▶ Instruction: Output the line containing "Expected output: the position of each instance of the flail" and all subsequent lines of the listing below, copied exactly, with no other lines.

▶ Input:
========================

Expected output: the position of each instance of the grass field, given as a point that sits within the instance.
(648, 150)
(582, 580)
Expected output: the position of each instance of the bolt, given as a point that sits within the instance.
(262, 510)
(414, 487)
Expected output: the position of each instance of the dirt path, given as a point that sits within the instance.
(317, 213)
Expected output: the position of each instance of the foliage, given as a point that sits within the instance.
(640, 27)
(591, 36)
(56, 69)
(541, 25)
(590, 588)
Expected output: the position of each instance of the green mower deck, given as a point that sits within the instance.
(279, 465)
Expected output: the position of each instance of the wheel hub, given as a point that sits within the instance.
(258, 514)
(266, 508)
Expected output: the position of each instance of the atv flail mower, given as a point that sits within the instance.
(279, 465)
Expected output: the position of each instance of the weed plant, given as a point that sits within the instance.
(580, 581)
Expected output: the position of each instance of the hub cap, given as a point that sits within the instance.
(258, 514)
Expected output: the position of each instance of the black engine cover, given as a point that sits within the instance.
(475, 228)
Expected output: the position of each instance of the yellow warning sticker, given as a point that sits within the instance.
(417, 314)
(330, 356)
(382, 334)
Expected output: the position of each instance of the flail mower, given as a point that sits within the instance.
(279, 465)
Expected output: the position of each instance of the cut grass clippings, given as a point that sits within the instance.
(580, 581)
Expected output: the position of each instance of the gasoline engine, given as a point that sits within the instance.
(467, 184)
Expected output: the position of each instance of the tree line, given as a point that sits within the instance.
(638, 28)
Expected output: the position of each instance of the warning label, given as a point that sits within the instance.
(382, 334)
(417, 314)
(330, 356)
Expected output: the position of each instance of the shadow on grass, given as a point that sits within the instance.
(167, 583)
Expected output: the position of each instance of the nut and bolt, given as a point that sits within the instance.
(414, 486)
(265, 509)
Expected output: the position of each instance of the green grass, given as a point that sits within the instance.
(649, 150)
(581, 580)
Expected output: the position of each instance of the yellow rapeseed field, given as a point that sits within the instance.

========================

▶ Full response:
Expected output: the position of each instance of the flail mower, given as a point that sits within the instance.
(279, 465)
Expected output: the position of each instance of the cut grass clippings, given as a point that sits within the instance.
(580, 581)
Expected output: the position of each instance of the gasoline engine, given as a point that sits within the instance.
(467, 184)
Expected output: the position of each instance of the tree line, given as a point that sits within the instance.
(638, 28)
Expected output: the position of each instance of the warning label, given as a point that sits within the instance.
(382, 334)
(417, 314)
(330, 356)
Expected output: the position of each instance of the shadow on grass, given as a point that sits within the instance.
(167, 583)
Expected output: the position of each instance of the nut and bolt, given as a point that sits within the instance.
(414, 486)
(265, 509)
Expected output: the position of each instance of the green grass, given as a point that sits within the instance.
(649, 150)
(581, 580)
Expected output: the position of each instance of the yellow rapeseed field, given as a point that sits within the instance.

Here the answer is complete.